** BEGIN Supplied material **
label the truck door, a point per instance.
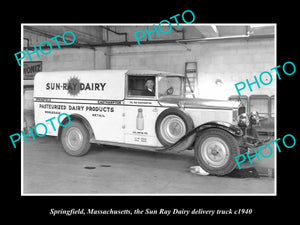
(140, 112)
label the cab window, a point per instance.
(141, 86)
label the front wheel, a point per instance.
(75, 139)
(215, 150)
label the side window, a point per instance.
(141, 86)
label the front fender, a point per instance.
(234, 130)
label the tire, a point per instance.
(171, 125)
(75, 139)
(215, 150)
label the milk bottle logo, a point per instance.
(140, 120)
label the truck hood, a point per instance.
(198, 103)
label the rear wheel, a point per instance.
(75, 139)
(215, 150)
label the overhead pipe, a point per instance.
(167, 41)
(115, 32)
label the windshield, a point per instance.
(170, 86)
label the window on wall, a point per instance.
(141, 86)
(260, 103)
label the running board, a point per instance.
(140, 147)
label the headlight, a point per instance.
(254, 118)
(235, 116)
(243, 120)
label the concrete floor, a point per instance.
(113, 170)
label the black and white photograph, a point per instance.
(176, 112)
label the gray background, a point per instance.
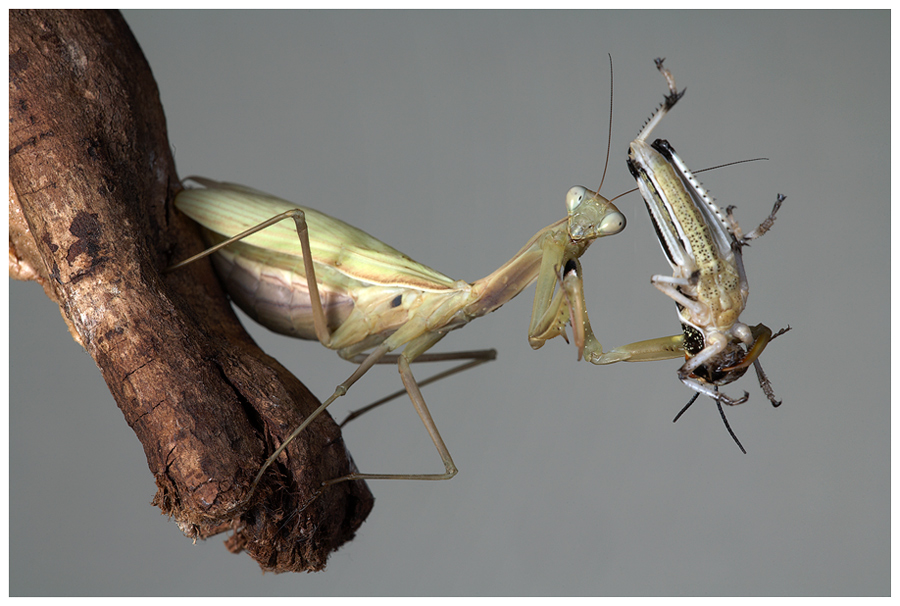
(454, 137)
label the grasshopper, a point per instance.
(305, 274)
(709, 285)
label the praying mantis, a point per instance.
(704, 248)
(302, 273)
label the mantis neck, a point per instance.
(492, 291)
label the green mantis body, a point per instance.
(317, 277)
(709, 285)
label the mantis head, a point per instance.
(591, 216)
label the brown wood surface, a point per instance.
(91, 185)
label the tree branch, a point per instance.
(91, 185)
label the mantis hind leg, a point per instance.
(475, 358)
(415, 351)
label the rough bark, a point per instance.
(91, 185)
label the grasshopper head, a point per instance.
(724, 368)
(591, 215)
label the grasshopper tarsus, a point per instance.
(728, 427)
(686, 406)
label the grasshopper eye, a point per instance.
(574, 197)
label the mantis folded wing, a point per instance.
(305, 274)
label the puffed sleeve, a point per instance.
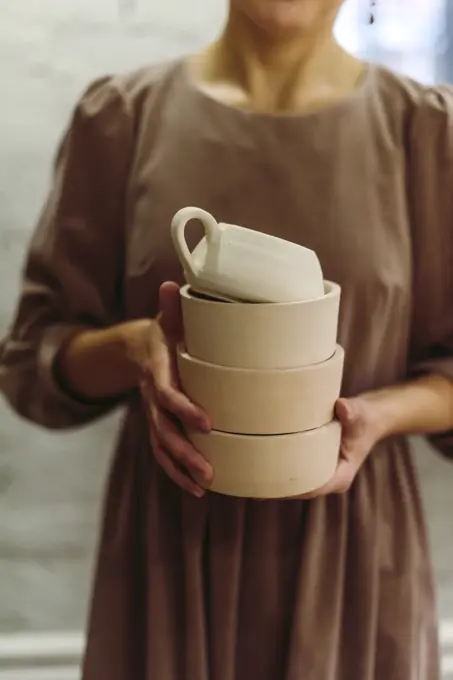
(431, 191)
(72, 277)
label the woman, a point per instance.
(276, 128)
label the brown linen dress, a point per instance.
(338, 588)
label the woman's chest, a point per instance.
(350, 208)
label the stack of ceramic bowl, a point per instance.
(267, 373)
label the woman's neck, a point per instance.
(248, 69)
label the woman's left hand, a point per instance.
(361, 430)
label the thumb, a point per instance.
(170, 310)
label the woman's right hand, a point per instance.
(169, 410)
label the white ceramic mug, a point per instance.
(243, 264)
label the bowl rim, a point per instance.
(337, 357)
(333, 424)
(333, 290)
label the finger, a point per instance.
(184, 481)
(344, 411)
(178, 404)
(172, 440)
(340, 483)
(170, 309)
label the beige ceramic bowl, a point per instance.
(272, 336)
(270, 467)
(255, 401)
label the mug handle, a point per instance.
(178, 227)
** END Supplied material **
** BEGIN Supplied material **
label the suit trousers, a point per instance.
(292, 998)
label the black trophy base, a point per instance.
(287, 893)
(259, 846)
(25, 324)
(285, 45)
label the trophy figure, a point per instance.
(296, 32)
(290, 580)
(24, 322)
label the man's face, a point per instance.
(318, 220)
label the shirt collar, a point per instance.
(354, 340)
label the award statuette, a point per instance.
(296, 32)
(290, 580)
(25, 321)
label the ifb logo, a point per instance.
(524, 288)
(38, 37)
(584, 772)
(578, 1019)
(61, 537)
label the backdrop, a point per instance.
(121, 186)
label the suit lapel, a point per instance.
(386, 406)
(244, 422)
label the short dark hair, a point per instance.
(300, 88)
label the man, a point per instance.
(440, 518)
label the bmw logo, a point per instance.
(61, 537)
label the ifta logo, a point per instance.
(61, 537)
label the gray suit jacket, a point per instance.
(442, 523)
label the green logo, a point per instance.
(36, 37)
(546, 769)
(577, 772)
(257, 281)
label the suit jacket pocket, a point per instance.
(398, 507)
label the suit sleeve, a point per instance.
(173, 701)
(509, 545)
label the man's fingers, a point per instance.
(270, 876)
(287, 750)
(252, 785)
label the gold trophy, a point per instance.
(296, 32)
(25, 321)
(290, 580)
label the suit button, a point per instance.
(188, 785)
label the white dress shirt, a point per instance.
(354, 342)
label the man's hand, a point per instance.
** END Supplied material **
** BEGIN Supplied material **
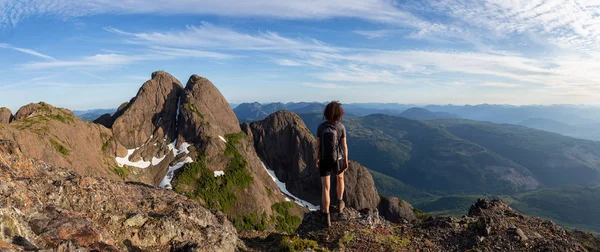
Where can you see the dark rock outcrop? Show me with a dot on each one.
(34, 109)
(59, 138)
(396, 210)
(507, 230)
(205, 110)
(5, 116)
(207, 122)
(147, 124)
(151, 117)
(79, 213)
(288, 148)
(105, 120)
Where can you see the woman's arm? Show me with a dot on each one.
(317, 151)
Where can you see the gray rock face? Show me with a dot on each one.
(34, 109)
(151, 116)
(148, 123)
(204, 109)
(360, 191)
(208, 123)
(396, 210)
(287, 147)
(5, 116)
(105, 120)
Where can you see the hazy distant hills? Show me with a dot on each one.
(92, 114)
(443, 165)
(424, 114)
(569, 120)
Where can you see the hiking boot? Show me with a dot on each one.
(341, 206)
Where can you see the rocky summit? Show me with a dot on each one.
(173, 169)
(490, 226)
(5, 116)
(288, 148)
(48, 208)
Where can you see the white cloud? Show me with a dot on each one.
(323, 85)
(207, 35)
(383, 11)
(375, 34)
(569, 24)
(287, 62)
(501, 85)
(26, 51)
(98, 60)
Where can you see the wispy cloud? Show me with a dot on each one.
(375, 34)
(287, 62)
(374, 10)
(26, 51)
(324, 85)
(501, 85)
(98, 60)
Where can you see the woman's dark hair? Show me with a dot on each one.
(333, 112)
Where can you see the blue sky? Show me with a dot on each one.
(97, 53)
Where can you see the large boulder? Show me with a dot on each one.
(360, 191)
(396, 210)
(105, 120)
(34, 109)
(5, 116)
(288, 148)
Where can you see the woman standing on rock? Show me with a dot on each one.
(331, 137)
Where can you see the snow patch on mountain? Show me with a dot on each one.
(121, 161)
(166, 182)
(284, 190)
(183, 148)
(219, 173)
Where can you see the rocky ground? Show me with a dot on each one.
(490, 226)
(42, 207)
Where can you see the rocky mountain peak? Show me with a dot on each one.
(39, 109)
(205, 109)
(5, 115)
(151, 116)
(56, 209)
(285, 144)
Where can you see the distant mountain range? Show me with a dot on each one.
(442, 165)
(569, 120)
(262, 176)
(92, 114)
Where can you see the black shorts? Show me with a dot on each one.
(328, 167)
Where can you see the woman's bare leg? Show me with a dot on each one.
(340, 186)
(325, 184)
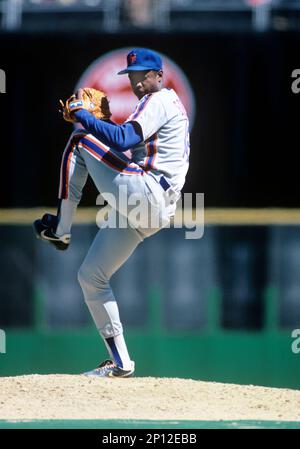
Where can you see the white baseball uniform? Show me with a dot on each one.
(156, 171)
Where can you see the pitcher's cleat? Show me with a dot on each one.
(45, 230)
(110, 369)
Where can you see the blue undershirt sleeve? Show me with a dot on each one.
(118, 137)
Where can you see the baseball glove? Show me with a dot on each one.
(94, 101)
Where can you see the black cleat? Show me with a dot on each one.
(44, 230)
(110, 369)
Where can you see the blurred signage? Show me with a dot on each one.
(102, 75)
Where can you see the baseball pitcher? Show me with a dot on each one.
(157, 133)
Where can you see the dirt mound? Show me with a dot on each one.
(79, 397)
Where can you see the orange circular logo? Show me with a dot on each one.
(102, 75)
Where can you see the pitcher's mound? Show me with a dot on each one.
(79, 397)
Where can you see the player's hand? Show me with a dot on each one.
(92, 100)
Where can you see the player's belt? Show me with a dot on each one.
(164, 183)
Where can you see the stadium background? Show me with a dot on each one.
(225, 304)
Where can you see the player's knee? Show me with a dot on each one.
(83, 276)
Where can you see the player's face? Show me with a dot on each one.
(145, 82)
** END Supplied material **
_What you should do_
Pull out every row above that contains the word "dress".

_The solution_
label the brown linen dress, a point per instance.
label the white dress shirt, a point per instance.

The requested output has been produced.